■ **ENTRIES SUPPLIED**:
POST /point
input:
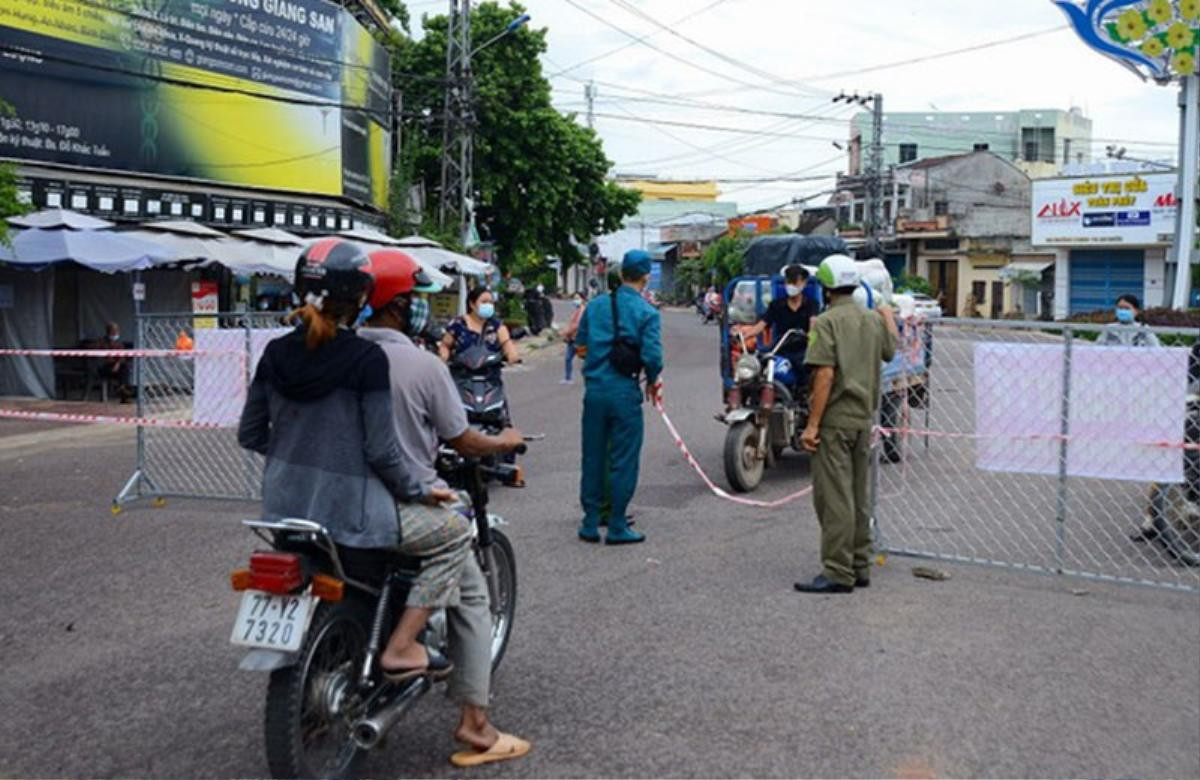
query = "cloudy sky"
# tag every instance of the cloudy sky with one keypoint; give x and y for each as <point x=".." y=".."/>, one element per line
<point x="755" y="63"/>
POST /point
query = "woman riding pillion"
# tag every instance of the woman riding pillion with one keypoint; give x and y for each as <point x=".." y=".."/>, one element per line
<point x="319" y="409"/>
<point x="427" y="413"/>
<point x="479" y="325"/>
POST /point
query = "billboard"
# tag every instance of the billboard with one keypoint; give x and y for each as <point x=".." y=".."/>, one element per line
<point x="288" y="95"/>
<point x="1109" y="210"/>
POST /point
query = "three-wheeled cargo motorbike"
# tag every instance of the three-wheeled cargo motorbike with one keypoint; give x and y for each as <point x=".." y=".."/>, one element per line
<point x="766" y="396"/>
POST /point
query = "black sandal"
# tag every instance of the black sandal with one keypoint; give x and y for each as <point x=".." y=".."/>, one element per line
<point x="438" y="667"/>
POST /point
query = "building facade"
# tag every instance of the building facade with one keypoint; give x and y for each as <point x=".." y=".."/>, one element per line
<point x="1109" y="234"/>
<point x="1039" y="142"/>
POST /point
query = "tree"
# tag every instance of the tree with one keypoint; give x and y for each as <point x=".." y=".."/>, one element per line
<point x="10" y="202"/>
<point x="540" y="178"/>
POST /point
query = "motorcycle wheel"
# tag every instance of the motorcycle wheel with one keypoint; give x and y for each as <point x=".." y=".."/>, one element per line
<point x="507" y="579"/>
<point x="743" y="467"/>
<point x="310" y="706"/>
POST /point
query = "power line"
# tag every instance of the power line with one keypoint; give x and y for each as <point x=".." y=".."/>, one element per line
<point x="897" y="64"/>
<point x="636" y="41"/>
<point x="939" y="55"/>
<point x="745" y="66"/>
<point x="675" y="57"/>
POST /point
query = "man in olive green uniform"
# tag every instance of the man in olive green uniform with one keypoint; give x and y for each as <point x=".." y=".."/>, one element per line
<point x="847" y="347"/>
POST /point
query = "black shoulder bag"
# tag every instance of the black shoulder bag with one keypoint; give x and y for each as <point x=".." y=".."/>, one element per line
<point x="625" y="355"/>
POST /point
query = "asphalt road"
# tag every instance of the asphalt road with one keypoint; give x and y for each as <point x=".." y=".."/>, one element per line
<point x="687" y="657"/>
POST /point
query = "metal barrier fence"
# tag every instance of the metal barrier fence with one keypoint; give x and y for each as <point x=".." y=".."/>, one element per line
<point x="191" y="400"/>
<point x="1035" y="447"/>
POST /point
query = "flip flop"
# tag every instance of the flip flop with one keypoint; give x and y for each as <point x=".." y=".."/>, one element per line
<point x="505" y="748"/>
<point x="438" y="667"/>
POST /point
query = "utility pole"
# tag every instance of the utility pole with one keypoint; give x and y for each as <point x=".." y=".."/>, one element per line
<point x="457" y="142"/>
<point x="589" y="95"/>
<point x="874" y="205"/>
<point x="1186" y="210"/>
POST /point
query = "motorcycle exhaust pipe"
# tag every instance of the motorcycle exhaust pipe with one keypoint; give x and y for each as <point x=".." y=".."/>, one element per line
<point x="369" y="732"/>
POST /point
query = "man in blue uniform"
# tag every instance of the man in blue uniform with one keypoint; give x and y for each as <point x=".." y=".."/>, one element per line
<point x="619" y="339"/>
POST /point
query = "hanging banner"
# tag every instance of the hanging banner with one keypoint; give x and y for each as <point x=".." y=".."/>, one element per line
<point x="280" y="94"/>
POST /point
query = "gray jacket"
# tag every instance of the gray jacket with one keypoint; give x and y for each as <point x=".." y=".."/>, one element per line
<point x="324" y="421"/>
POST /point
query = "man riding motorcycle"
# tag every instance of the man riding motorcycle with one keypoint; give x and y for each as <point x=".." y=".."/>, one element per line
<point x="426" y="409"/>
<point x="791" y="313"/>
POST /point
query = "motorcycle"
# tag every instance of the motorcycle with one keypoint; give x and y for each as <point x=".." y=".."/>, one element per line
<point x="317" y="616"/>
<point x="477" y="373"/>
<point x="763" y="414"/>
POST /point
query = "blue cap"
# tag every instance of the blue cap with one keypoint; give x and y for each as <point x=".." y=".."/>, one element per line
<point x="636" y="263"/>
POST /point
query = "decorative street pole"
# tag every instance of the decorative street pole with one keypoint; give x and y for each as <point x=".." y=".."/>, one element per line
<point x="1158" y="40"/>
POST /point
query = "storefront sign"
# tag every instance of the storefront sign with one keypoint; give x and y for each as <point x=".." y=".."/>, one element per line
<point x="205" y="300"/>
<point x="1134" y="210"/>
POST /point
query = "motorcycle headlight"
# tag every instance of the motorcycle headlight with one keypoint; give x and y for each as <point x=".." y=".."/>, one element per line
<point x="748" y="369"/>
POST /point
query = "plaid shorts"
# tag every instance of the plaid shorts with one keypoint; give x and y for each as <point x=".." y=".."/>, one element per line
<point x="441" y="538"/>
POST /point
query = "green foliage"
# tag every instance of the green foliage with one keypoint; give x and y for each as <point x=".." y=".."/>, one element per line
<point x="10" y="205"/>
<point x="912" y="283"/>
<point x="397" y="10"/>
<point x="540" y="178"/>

■ **WORK ITEM**: Copy all the lines of data exactly as they appear, dropping any images.

■ **RESPONSE FOR THIS EXERCISE**:
POST /point
input:
query = "cloudy sky"
# tag every instance of the cloudy sky with one keypoint; give x and y for each as <point x=".." y=".."/>, one element per line
<point x="755" y="63"/>
POST /point
query = "woman riding pillion"
# tag every instance of the woman riding pillion with one keypoint; give x and y for each as <point x=".." y=".."/>, one element per line
<point x="319" y="409"/>
<point x="427" y="413"/>
<point x="479" y="325"/>
POST /point
query = "billboard"
# tag every instance of the billboard with one keypoint; give x and y for each as <point x=".." y=".."/>, one element per line
<point x="288" y="95"/>
<point x="1109" y="210"/>
POST /point
query = "three-wheeled cargo motorbike"
# tag every instance of the three-wheeled cargo motorbike with one keypoint; give x and y for each as <point x=".." y=".."/>, one element per line
<point x="766" y="396"/>
POST /point
query = "black sandal"
# tag every instance of the black sandal with one keypoint; give x and y for each as <point x=".." y=".."/>, one element per line
<point x="438" y="667"/>
POST /point
query = "building facade"
# tag every instance of the building facade with one keypoint; give x and y for each as <point x=".." y=".."/>, one element per line
<point x="1109" y="234"/>
<point x="1039" y="142"/>
POST /point
query = "tree"
# tag every instance of the tree with one keypoint; give x and y for each as <point x=".." y=".."/>, one element per line
<point x="10" y="202"/>
<point x="540" y="178"/>
POST /point
query = "motorcycle wheel"
# tag every instance of the motorcycle wheel with one keypoint; give x and y for each as <point x=".." y=".."/>, one element per line
<point x="507" y="579"/>
<point x="743" y="467"/>
<point x="310" y="706"/>
POST /point
query = "power line"
# tag every instance of the power line with one keypoint; give x and y for each as <point x=".." y=".."/>, one element per line
<point x="897" y="64"/>
<point x="636" y="41"/>
<point x="939" y="55"/>
<point x="745" y="66"/>
<point x="675" y="57"/>
POST /point
query = "man in olive green uniform"
# tag every instance of the man in olive green uniform with one keypoint; give x and y for each as <point x=".." y=".."/>, one element per line
<point x="847" y="347"/>
POST /point
query = "black shoulder bag"
# tag every instance of the black shoulder bag with one keypoint; give x and y for each as <point x=".." y=".."/>, one element per line
<point x="625" y="355"/>
POST /point
query = "asphalt road"
# tag every instance of the asphalt road with one keypoint; give x and y for each as <point x=".." y=".."/>, one element per line
<point x="687" y="657"/>
POST /point
query = "metal barrier fence"
# tag every instance of the metal barrier fence with one keypoint; give x and y for each as <point x=".." y=".."/>, one element per line
<point x="191" y="400"/>
<point x="1035" y="447"/>
POST /point
query = "flip flop"
# tag every instance of the flip flop with one keypoint; give x and y for each as <point x=".." y=".."/>, one element per line
<point x="505" y="748"/>
<point x="438" y="667"/>
POST /point
query = "utility pole"
# tag every instance of the utility pole with one keypoint; give x and y for each as <point x=".." y=".."/>, one element per line
<point x="457" y="142"/>
<point x="589" y="95"/>
<point x="874" y="205"/>
<point x="1186" y="210"/>
POST /point
query = "motorcycle exhaust pipe"
# tag every instance of the motorcycle exhaust pipe with one keypoint; give x and y for each as <point x=".." y=".."/>, one element per line
<point x="369" y="732"/>
POST /point
query = "man in blue uniform"
# tag every instance of the man in blue uniform with one keypoint; give x and y for each as <point x=".." y=".."/>, one element per line
<point x="619" y="339"/>
POST /point
query = "hanging banner"
# tag every instance of the hanging banner with one keypoint; give x and y for each as <point x=".." y=".."/>, one element per line
<point x="280" y="94"/>
POST /point
query = "gray jacket"
# tag every instance of the gray jacket with one keypoint; give x and y for each as <point x=".." y=".."/>, one element per line
<point x="324" y="421"/>
POST /point
query = "man riding motorcycle"
# tag every instance of the man riding motorcycle with one keypoint; give x and y for each as <point x=".." y=".."/>, one element per line
<point x="426" y="409"/>
<point x="791" y="313"/>
POST /point
query = "motorcycle"
# tag every instance of the motorcycle with one keypoint; give x and y for each as <point x=".." y=".."/>, one element per line
<point x="317" y="616"/>
<point x="477" y="373"/>
<point x="763" y="414"/>
POST /point
query = "blue cap"
# tag every instance of the blue cap with one keypoint; give x and y for each as <point x=".." y=".."/>, one element per line
<point x="636" y="263"/>
POST /point
query = "decorative street pole"
# tag every instance of the decorative street pole with one keypoint; give x and y for each as <point x=".." y=".."/>, one element per line
<point x="1158" y="40"/>
POST /point
query = "storefront sign"
# tag every instance of the storefront sign with one keypoint; give x and y for each as <point x=".." y=".."/>, one element per line
<point x="205" y="300"/>
<point x="1134" y="210"/>
POST /point
query = "motorcycle headlight"
# tag every instance of the motorcycle headlight with one keypoint; give x and y for each as <point x=".." y=".."/>, one element per line
<point x="748" y="369"/>
POST /point
query = "plaid shorts"
# tag every instance of the plaid shorts with one keypoint; give x and y for each as <point x=".." y=".."/>, one element per line
<point x="441" y="538"/>
POST /point
query = "green foliage"
# tag every instance of the green foliage with one keypoint; give x and y for each as <point x=".." y=".."/>, one element per line
<point x="10" y="205"/>
<point x="912" y="283"/>
<point x="397" y="10"/>
<point x="540" y="178"/>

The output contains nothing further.